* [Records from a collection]

=== Begin Enclosure ===

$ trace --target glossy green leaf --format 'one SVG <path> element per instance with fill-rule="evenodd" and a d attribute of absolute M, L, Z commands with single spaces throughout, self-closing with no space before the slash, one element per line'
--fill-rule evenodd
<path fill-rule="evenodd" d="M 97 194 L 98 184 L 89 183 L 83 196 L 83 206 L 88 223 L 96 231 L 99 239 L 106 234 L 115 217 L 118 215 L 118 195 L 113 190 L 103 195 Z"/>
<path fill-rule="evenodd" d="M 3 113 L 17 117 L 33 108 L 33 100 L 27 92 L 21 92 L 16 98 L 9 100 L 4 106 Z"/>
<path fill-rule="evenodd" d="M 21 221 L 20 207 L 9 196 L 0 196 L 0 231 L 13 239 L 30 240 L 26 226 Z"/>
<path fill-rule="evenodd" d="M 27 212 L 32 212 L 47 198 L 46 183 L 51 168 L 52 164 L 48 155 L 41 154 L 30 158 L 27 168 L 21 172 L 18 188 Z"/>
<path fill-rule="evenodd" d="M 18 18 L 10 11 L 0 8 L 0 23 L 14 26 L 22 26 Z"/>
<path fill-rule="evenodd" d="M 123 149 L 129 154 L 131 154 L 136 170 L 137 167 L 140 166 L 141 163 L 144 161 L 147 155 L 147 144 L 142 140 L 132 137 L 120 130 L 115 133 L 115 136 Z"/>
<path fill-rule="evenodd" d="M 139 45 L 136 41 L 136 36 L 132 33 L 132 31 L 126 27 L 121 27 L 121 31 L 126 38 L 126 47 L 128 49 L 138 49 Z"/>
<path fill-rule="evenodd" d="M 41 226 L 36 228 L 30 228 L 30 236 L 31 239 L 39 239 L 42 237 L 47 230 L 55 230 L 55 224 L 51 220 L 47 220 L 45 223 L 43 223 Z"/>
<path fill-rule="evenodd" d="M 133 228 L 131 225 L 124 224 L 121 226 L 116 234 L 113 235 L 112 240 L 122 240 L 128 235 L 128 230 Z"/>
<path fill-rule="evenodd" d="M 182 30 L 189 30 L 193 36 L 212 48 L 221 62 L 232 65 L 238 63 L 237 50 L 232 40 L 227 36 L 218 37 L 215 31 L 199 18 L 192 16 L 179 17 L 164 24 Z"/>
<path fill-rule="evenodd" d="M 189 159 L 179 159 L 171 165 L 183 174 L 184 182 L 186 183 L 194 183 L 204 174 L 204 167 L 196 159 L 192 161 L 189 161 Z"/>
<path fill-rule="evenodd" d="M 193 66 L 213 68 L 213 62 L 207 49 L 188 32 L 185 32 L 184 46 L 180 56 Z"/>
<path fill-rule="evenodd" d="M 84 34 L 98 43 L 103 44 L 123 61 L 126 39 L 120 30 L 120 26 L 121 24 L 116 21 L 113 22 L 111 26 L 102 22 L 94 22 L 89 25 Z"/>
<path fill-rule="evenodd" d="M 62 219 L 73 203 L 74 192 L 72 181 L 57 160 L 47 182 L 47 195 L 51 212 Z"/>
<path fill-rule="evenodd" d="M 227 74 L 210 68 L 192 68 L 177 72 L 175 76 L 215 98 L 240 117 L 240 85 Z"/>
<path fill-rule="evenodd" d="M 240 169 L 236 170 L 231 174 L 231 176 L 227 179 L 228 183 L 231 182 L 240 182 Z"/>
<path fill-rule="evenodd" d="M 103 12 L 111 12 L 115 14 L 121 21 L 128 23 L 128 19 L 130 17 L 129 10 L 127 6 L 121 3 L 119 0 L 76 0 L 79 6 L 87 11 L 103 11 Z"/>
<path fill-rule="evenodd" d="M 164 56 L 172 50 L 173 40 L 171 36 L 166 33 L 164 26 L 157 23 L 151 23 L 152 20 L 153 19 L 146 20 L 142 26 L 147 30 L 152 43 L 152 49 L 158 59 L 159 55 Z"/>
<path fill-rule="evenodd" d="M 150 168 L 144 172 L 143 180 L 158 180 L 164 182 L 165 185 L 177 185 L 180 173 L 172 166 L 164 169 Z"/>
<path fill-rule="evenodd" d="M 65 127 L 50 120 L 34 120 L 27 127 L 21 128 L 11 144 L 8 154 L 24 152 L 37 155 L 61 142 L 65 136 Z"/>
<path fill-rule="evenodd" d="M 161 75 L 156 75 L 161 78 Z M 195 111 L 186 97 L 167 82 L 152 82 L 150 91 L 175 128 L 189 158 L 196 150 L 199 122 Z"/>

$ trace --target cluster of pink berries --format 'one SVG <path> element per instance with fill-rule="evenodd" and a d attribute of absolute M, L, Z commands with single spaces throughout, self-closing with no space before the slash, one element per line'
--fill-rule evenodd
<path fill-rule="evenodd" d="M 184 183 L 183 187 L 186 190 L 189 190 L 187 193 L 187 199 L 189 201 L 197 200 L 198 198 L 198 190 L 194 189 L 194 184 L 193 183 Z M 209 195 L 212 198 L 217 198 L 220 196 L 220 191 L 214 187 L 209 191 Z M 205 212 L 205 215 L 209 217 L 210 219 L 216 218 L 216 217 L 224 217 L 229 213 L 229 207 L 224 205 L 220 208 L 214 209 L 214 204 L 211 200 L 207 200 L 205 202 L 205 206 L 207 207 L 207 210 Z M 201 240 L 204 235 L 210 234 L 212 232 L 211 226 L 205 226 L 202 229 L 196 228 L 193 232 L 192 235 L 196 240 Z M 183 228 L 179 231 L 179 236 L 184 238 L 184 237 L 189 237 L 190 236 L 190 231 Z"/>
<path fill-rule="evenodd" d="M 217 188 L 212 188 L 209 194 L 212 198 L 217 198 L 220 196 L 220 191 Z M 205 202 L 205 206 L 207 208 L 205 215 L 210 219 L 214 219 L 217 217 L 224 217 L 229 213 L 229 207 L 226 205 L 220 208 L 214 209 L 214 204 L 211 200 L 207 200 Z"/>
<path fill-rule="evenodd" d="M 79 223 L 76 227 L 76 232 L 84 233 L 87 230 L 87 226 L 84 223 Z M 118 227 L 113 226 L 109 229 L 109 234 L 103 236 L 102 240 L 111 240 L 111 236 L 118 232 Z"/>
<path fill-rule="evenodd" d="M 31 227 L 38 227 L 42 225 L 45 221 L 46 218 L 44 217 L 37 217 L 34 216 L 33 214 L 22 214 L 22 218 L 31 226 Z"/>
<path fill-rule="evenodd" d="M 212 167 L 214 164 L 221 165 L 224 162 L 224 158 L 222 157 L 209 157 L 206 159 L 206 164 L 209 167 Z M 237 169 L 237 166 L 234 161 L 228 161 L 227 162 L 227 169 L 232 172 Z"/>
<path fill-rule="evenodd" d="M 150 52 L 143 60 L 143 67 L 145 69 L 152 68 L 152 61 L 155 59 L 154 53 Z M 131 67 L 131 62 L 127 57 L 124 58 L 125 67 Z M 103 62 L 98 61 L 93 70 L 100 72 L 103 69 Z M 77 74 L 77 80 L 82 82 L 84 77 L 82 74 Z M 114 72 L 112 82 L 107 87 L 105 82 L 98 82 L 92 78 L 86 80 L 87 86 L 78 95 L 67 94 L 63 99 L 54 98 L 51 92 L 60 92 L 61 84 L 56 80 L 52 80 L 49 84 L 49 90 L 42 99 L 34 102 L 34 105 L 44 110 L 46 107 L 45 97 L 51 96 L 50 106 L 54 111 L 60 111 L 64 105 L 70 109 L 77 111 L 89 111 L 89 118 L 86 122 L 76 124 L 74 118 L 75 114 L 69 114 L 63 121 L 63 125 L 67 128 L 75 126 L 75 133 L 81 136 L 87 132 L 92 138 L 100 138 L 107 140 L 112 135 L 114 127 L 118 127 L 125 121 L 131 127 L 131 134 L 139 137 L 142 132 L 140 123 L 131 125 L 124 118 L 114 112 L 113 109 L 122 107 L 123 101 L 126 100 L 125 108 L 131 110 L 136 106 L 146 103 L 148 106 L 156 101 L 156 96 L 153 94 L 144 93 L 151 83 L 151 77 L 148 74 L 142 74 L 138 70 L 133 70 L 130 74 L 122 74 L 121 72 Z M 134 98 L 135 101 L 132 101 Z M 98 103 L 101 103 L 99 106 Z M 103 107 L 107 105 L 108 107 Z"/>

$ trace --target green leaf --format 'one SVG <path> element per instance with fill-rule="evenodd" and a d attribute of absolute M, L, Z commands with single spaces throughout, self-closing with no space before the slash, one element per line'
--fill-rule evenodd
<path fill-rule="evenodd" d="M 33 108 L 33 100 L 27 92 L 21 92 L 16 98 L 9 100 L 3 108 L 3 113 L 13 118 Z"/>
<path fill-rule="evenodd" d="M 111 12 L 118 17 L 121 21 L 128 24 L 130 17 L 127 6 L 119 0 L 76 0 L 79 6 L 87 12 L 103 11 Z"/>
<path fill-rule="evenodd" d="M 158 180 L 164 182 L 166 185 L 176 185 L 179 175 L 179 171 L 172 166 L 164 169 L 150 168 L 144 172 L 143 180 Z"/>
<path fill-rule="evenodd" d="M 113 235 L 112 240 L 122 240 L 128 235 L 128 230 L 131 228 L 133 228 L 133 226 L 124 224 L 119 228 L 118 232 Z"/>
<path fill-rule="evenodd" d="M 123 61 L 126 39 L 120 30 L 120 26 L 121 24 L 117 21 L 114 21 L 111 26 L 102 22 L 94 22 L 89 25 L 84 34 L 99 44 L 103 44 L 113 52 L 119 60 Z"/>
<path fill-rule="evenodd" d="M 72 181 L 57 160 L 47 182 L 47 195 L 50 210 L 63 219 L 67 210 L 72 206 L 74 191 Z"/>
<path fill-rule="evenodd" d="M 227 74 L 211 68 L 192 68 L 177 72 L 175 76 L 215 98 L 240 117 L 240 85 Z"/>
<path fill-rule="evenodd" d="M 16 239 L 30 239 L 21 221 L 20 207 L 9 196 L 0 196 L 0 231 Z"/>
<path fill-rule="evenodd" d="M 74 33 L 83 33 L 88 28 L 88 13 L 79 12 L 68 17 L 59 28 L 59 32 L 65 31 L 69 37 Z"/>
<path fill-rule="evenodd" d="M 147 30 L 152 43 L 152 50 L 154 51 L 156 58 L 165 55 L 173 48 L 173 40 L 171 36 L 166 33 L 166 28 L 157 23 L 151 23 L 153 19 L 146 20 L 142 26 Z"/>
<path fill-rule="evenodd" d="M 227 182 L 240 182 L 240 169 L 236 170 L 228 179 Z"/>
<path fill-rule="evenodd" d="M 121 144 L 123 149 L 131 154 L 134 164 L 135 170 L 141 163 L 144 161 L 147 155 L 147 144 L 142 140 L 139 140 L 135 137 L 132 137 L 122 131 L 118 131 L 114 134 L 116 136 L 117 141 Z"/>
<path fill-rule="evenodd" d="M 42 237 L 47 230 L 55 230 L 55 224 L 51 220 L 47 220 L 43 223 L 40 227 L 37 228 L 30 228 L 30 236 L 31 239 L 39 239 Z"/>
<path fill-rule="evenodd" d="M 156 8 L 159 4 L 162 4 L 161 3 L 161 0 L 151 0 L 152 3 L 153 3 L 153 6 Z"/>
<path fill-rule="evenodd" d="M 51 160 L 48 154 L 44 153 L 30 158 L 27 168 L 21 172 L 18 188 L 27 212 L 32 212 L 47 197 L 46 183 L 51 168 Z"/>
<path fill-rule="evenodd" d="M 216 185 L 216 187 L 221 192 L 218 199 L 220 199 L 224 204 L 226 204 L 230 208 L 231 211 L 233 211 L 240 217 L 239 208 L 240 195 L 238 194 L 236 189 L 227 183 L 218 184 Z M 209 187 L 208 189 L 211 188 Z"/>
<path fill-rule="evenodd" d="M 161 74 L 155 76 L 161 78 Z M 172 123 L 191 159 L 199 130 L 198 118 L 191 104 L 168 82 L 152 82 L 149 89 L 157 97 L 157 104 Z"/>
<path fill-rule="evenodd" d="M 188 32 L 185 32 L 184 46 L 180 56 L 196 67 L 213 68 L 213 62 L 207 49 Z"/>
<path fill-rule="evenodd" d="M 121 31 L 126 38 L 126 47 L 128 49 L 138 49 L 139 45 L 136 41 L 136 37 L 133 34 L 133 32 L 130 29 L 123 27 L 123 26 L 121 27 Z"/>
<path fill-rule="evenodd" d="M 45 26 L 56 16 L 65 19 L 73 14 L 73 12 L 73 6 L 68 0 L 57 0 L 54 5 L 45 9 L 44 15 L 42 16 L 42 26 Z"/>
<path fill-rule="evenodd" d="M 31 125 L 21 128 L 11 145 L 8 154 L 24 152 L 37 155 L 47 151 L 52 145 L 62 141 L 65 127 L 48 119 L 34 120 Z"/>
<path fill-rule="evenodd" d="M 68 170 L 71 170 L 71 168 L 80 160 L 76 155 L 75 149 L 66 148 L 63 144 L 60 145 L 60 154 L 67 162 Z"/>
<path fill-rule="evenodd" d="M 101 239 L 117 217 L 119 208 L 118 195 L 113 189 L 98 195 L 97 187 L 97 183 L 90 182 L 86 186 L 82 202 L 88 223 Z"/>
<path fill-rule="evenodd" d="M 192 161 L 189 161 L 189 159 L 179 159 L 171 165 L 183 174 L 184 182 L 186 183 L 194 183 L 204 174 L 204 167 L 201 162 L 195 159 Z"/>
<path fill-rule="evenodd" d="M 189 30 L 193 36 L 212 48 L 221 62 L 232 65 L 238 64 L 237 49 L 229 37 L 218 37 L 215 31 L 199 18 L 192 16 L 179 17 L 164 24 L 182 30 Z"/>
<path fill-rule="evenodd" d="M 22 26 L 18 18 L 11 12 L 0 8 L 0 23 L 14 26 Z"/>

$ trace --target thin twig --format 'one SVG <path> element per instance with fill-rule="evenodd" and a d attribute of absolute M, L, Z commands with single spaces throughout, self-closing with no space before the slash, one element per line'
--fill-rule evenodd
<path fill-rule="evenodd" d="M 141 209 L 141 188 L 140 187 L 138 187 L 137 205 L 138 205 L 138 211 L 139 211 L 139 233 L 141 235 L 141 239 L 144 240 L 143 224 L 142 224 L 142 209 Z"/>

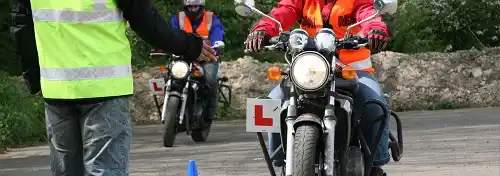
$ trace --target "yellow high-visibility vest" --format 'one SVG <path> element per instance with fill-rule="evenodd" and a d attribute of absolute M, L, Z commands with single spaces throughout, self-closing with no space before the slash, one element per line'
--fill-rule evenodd
<path fill-rule="evenodd" d="M 114 0 L 33 0 L 31 7 L 45 98 L 133 93 L 127 22 Z"/>

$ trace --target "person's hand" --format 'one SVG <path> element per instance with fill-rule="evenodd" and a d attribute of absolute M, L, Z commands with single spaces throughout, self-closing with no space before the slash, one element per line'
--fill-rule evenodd
<path fill-rule="evenodd" d="M 368 32 L 369 46 L 372 53 L 378 53 L 387 47 L 389 35 L 379 29 L 372 29 Z"/>
<path fill-rule="evenodd" d="M 201 54 L 197 59 L 198 61 L 217 61 L 215 57 L 215 51 L 210 47 L 210 44 L 203 42 L 203 48 L 201 49 Z"/>
<path fill-rule="evenodd" d="M 262 49 L 262 42 L 266 37 L 266 31 L 257 30 L 248 34 L 245 41 L 245 49 L 251 52 L 258 52 Z"/>

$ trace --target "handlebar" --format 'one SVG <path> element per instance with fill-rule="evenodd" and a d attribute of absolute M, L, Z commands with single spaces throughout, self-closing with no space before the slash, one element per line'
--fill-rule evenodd
<path fill-rule="evenodd" d="M 274 44 L 278 43 L 279 41 L 280 41 L 280 36 L 271 37 L 271 39 L 269 39 L 269 43 L 271 45 L 274 45 Z"/>
<path fill-rule="evenodd" d="M 339 49 L 359 49 L 366 47 L 369 44 L 369 40 L 366 37 L 353 36 L 344 40 L 337 41 L 336 48 Z"/>
<path fill-rule="evenodd" d="M 286 37 L 288 38 L 288 37 Z M 283 39 L 281 36 L 275 36 L 269 39 L 269 44 L 267 46 L 264 46 L 262 49 L 265 51 L 271 51 L 276 49 L 278 46 L 286 43 L 287 41 L 280 41 L 280 39 Z M 337 49 L 359 49 L 362 47 L 367 47 L 369 46 L 369 40 L 366 37 L 361 37 L 361 36 L 351 36 L 347 39 L 340 39 L 336 40 L 336 48 Z M 245 49 L 244 53 L 249 53 L 251 52 L 250 50 Z"/>
<path fill-rule="evenodd" d="M 222 49 L 225 46 L 226 46 L 226 44 L 223 41 L 215 41 L 214 45 L 211 46 L 210 48 L 212 48 L 212 49 Z M 149 55 L 150 56 L 169 56 L 170 55 L 173 58 L 179 58 L 180 57 L 180 56 L 177 56 L 175 54 L 168 54 L 168 53 L 166 53 L 165 51 L 163 51 L 162 49 L 159 49 L 159 48 L 152 49 L 149 52 Z"/>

=== End Enclosure ===

* [ABOUT THIS EXERCISE] Track down all lines above with the string "before" and copy them.

* [ANSWER SPACE]
$ trace --target glossy green leaf --format 'one SVG <path> element per instance with fill-rule="evenodd" and a d attribute of absolute M, L, Z commands with single spaces throughout, self-closing with no space before the slash, one element per line'
$ trace --target cluster of pink berries --format 'one SVG <path> element per instance with fill-rule="evenodd" and a d attribute of absolute M, L, Z commands with single spaces throughout, self-closing with no space before the slash, one element per line'
$ trace --target green leaf --format 'one SVG <path> element per instance with fill-rule="evenodd" and a d attribute of absolute M, L, Z commands with single spaces throughout, self-closing with no space before the slash, one element per line'
$ trace --target thin twig --format 'one SVG <path> element per instance with fill-rule="evenodd" and a d attribute of absolute M, L, Z commands with single spaces throughout, self-closing with no space before the slash, one element per line'
$ trace --target "yellow high-visibility vest" --format 'one SVG <path> element per instance with fill-rule="evenodd" and a d attribute of absolute M, L, Z commands with single spaces throughout, self-closing with no space before the slash, one element per line'
$ trace --target "person's hand" --format 'one SVG <path> element per instance with fill-rule="evenodd" and a d attribute of absolute M, L, Z commands with single spaces throughout, self-closing with no space before the slash, one element per line'
$ trace --target "handlebar" --format 'one SVG <path> element per instance with fill-rule="evenodd" and a d attribute of absolute M, L, Z commands with single spaces throughout, self-closing with no space before the slash, one element per line'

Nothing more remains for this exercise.